**Goal**
Copy every line of the data exactly, leaving nothing out.

**Dataset records**
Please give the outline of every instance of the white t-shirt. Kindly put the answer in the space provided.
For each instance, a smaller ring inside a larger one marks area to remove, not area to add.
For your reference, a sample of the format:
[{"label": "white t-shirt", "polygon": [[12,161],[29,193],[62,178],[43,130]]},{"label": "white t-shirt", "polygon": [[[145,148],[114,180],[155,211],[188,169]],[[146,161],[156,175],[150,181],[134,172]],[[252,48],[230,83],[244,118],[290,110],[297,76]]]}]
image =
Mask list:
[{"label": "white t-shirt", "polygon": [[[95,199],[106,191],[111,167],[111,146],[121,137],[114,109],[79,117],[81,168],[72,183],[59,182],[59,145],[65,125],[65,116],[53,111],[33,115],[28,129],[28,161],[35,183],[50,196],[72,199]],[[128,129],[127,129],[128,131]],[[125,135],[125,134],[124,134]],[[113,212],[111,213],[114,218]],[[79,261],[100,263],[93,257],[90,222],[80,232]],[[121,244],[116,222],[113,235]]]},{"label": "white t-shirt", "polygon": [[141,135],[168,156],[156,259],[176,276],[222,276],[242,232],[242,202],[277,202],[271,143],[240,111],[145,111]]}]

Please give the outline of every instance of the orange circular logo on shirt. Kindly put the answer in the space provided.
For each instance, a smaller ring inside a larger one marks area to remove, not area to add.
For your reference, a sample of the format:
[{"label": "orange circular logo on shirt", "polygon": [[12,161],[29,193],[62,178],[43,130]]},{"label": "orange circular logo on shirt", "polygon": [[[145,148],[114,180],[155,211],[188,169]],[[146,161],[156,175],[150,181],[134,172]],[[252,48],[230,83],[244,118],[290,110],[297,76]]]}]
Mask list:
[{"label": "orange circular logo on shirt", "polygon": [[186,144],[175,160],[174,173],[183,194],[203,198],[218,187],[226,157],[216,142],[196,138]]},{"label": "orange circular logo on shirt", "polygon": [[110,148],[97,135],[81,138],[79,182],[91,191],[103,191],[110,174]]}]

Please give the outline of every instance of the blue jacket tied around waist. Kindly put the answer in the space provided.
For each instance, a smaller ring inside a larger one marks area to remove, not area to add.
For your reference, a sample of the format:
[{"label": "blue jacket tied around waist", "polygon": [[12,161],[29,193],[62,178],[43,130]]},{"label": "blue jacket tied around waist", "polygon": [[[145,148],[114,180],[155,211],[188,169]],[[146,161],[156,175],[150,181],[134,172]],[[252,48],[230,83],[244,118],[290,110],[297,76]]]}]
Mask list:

**Task result**
Please give the outline of every instance of the white t-shirt. Kindly put the answer in the space provided.
For each instance, a smaller ring inside a larger one marks area to remove, not area to add.
For your reference, a sample of the format:
[{"label": "white t-shirt", "polygon": [[12,161],[29,193],[62,178],[43,130]]},{"label": "white t-shirt", "polygon": [[[145,148],[114,180],[155,211],[188,169]],[[146,161],[156,175],[150,181],[134,172]],[[252,48],[230,83],[244,118],[290,110],[297,76]]]}]
image =
Mask list:
[{"label": "white t-shirt", "polygon": [[[95,199],[106,191],[111,167],[111,146],[121,137],[114,109],[79,117],[81,168],[72,183],[59,182],[59,145],[65,125],[65,116],[53,111],[33,115],[28,129],[28,161],[35,183],[50,196],[72,199]],[[128,129],[127,129],[128,131]],[[125,135],[125,134],[124,134]],[[113,212],[111,213],[114,218]],[[79,261],[100,263],[93,257],[90,222],[80,232]],[[121,244],[116,222],[113,235]]]},{"label": "white t-shirt", "polygon": [[141,135],[168,156],[156,259],[176,276],[222,276],[242,232],[242,202],[277,202],[271,143],[240,111],[145,111]]}]

Please give the outline of every instance of the orange circular logo on shirt. Kindly put the answer in the space provided.
For each instance, a smaller ring inside a larger one marks area to remove, not area to add.
For your reference, a sample of the format:
[{"label": "orange circular logo on shirt", "polygon": [[12,161],[29,193],[62,178],[43,130]]},{"label": "orange circular logo on shirt", "polygon": [[[145,148],[114,180],[155,211],[188,169]],[[146,161],[156,175],[150,181],[134,172]],[[252,48],[230,83],[244,118],[290,110],[297,76]]]}]
Mask list:
[{"label": "orange circular logo on shirt", "polygon": [[186,144],[175,160],[174,173],[183,194],[203,198],[218,187],[226,157],[216,142],[196,138]]},{"label": "orange circular logo on shirt", "polygon": [[110,148],[97,135],[81,138],[79,182],[91,191],[103,191],[110,174]]}]

Please give the outline of every instance of the blue jacket tied around waist. Kindly put the answer in the space provided.
For each instance, a smaller ring inside a larger one marks area to remove, not area to add.
For your reference, a sample of the format:
[{"label": "blue jacket tied around waist", "polygon": [[12,161],[29,193],[62,178],[43,130]]},{"label": "blue jacket tied around waist", "polygon": [[[145,148],[114,180],[155,211],[188,169]],[[146,161],[156,175],[150,181],[134,172]],[[252,48],[230,83],[244,118],[290,110],[297,76]]]}]
Mask list:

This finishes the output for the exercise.